*WHAT TO PRODUCE*. Reproduce every entry exactly, without alteration.

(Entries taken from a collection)
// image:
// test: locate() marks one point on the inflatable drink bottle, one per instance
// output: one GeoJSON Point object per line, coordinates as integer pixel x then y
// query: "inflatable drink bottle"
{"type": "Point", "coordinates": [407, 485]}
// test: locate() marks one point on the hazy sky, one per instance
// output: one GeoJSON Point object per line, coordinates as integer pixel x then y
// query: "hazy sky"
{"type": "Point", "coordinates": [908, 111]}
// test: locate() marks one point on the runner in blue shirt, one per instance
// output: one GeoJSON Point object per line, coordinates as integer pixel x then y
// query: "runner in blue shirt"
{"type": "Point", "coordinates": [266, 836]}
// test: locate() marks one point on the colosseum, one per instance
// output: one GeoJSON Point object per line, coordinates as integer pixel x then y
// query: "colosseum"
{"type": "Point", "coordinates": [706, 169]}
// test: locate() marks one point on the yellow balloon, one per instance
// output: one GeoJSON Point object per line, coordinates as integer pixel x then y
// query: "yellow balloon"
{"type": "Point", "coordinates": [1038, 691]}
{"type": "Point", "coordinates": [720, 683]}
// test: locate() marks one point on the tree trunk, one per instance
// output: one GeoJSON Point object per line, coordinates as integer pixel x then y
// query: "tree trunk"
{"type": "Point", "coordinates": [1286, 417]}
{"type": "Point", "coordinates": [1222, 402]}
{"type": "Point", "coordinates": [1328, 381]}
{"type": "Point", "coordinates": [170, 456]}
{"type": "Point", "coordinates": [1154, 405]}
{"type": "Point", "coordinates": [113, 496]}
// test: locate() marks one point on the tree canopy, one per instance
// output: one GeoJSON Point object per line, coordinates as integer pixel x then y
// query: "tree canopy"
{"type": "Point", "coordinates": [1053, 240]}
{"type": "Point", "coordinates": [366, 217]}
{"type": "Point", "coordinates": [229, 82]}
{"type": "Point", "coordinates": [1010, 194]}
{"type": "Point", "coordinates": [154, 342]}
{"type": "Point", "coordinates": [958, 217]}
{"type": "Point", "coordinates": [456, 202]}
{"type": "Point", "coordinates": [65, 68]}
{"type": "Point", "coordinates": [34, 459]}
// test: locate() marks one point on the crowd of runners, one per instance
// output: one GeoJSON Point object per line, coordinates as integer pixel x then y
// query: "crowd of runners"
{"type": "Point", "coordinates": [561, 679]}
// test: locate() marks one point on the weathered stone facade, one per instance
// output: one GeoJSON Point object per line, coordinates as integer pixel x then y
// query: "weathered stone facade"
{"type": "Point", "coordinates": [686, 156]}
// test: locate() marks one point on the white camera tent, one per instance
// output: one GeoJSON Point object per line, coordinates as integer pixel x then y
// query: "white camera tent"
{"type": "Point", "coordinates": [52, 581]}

*WRITTEN ANSWER*.
// image:
// test: locate() marks one point on the inflatable drink bottle, one per instance
// output: one GeoJSON Point object per line, coordinates as integer pixel x then y
// query: "inflatable drink bottle"
{"type": "Point", "coordinates": [407, 485]}
// test: locate() marks one point on the hazy sky, one per instance
// output: one GeoJSON Point object per line, coordinates as integer pixel x then y
// query: "hazy sky"
{"type": "Point", "coordinates": [908, 111]}
// test: locate() marks one point on the runner in blue shirt, one per instance
// output: one GeoJSON Point object per line, coordinates as integer pixel x then y
// query: "runner in blue shirt"
{"type": "Point", "coordinates": [266, 836]}
// test: locate() marks one point on the colosseum, one per instance
// output: one GeoJSON Point object per line, coordinates as integer pixel x then y
// query: "colosseum"
{"type": "Point", "coordinates": [706, 169]}
// test: locate() marks one point on the yellow balloon, one per instance
// output: one GeoJSON Point object per line, coordinates as integer pixel x then y
// query: "yellow balloon"
{"type": "Point", "coordinates": [1038, 691]}
{"type": "Point", "coordinates": [720, 683]}
// test: locate() marks one point on the tree trunk, one per instance
// output: one GeoJSON Point object per line, coordinates as integer pixel x then y
// query: "tree trunk"
{"type": "Point", "coordinates": [1286, 417]}
{"type": "Point", "coordinates": [1222, 402]}
{"type": "Point", "coordinates": [1328, 381]}
{"type": "Point", "coordinates": [170, 456]}
{"type": "Point", "coordinates": [1154, 405]}
{"type": "Point", "coordinates": [113, 496]}
// test: locate() marks one point on the tree canopy, one per instance
// output: one GeoJSON Point object per line, coordinates as integer pixel x then y
// query: "tree canopy"
{"type": "Point", "coordinates": [1053, 240]}
{"type": "Point", "coordinates": [366, 217]}
{"type": "Point", "coordinates": [229, 82]}
{"type": "Point", "coordinates": [1010, 194]}
{"type": "Point", "coordinates": [154, 342]}
{"type": "Point", "coordinates": [958, 217]}
{"type": "Point", "coordinates": [456, 202]}
{"type": "Point", "coordinates": [65, 68]}
{"type": "Point", "coordinates": [34, 459]}
// test: locate() marks one point on the crowd of runners, one per instance
// output: one GeoJSON Point object per line, coordinates as integer pixel x then y
// query: "crowd of runners"
{"type": "Point", "coordinates": [561, 679]}
// test: locate() marks one point on the weathered stone facade, one per instance
// output: one GeoJSON Point object per line, coordinates as integer pixel x then y
// query: "weathered stone facade"
{"type": "Point", "coordinates": [686, 156]}
// test: locate() marks one point on the white camera tent, one per instance
// output: one GeoJSON Point object per line, coordinates as integer pixel x then y
// query: "white camera tent"
{"type": "Point", "coordinates": [52, 581]}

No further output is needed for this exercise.